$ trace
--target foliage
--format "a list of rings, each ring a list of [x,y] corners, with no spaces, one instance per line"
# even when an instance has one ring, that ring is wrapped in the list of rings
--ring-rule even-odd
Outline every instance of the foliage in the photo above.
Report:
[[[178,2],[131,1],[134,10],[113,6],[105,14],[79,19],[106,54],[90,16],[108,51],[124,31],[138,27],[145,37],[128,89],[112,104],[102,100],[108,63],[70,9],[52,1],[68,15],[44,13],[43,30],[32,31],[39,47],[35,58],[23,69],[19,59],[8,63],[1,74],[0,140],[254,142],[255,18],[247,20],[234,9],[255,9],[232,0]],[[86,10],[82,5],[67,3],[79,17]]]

* _Objective_: Repeat all of the rows above word for word, changing nothing.

* _Written answer_:
$ trace
--target foliage
--format "a list of rings, each ring a list of [x,y] corners, with no spaces, one instance per line"
# even when an instance has one ring, that ring is wrapped in the list of rings
--ring-rule even-odd
Outline every instance of the foliage in the photo above.
Report:
[[[178,2],[131,1],[134,10],[113,6],[105,14],[79,19],[106,54],[90,16],[108,51],[124,31],[138,27],[145,37],[128,89],[112,104],[102,100],[108,63],[70,9],[52,1],[68,15],[44,13],[43,30],[32,31],[39,47],[35,58],[23,69],[19,59],[8,63],[1,74],[0,140],[254,142],[255,18],[247,20],[234,9],[255,9],[232,0]],[[86,10],[82,5],[67,3],[79,17]]]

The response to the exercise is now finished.